### ESTRATTO DELLA PAGINA
---

10 segreti del 2015 per un brand di successo

Oggi, la qualità del prodotto e l’offerta di un buon servizio, non bastano più per garantire la riuscita di un business. È il marchio che fa la differenza: distingue dai concorrenti e aggiunge valore all’offerta.

Fare bene un prodotto, od offrire un buon servizio, non è più sufficiente per competere sul mercato o per assicurare la sopravvivenza e lo sviluppo di un’azienda, dal momento che esso risulta facilmente clonabile e la sua qualità viene spesso data per scontata dal cliente/consumatore. Il modo di vendere, nel terzo millennio, è cambiato: più si cerca di convincere qualcuno a comprare, più si rischia di ottenere l’effetto contrario. Paradossalmente, più si esaltano i vantaggi e le virtù di un prodotto, più si generano dubbi sulla proposta commerciale, provocando diffidenza. E allora? Che fare? Oggi non bisogna più cercare di convincere, ma è necessario evocare una percezione. E solo il marchio è in grado di assolvere a un compito così particolare e far sì che possa aiutare gli imprenditori a districarsi tra concorrenti agguerriti, crisi e continue guerre al prezzo.

Questo è il decalogo dei segreti per un brand di successo.

1. Brand is not a logo. Per poter creare un brand bisogna prima sapere esattamente cosa sia, a partire dalla terminologia di base: le parole “marca” e “marchio”. La marca corrisponde all’essenza concettuale che s’insinua nella mente delle persone (se pensiamo a Virgin, per esempio, ci immaginiamo valori di allegria e divertimento, a prescindere si tratti un viaggio aereo o una palestra). Il marchio, invece, è il dispositivo visivo – visuale e testuale – che rende “fisica” una marca (fanno parte del marchio elementi quali il nome, il logotipo, il simbolo, i colori ecc).

2. Il brand ti aiuta a fare business. Innovare è importante ma non sempre s’inventano prodotti o servizi realmente nuovi da “vendersi da soli” e, anche in questi rari casi, il brand è fondamentale per capitalizzare nel tempo il fatto di essere stati i primi sul mercato. Mai fare l’errore di pensare di essere i migliori o credere che non arriverà mai un giorno in cui qualcuno farà qualcosa di simile. Copiare un brand se ben congeniato, invece, è molto più difficile, perché – meglio di quanto possa fare il prodotto – è capace di trasmettere dei valori emotivi e di facilitare la comunicazione, differenziandosi dai concorrenti. Il compito operativo del brand infatti non è solo quello di identificare una proprietà e di rendere riconoscibile un prodotto o un’azienda, ma quello di coinvolgere le persone.

---

### DATI FORNITI
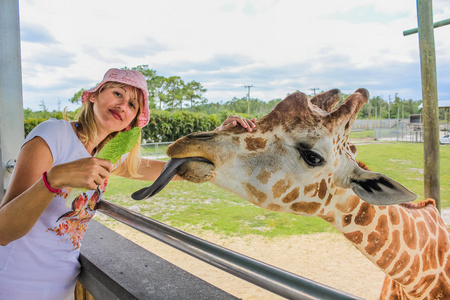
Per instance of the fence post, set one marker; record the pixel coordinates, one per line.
(11, 107)
(430, 104)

---

### COSA SI CHIEDE
a - Copia dall'estratto sul brand il passo che parte da "Oggi, la qualità" e prosegue fino a "aggiunge valore all’offerta.".
b - Per ciascuna affermazione indica se concorda con l'estratto sul brand, rispondendo sì o no e citando le parole decisive.
(i) La qualità del prodotto e un buon servizio bastano ancora a garantire la riuscita di un business.
(ii) Il nome e i colori fanno parte del marchio.
(iii) Copiare un brand ben congeniato è più facile che copiare un prodotto.
c - Rispondi a queste domande in base all'estratto sul brand.
(i) Quali valori ci si immagina pensando a Virgin?
(ii) Che cosa è necessario fare oggi invece di cercare di convincere?
(iii) Oltre a identificare una proprietà e rendere riconoscibile un prodotto o un'azienda, qual è il compito operativo del brand?

### LE RISPOSTE
a -
Oggi, la qualità del prodotto e l’offerta di un buon servizio, non bastano più per garantire la riuscita di un business. È il marchio che fa la differenza: distingue dai concorrenti e aggiunge valore all’offerta.

b -
(i) No: "la qualità del prodotto e l’offerta di un buon servizio, non bastano più per garantire la riuscita di un business".
(ii) Sì: "fanno parte del marchio elementi quali il nome, il logotipo, il simbolo, i colori ecc".
(iii) No: "Copiare un brand se ben congeniato, invece, è molto più difficile".

c -
(i) Allegria e divertimento.
(ii) Evocare una percezione.
(iii) Coinvolgere le persone.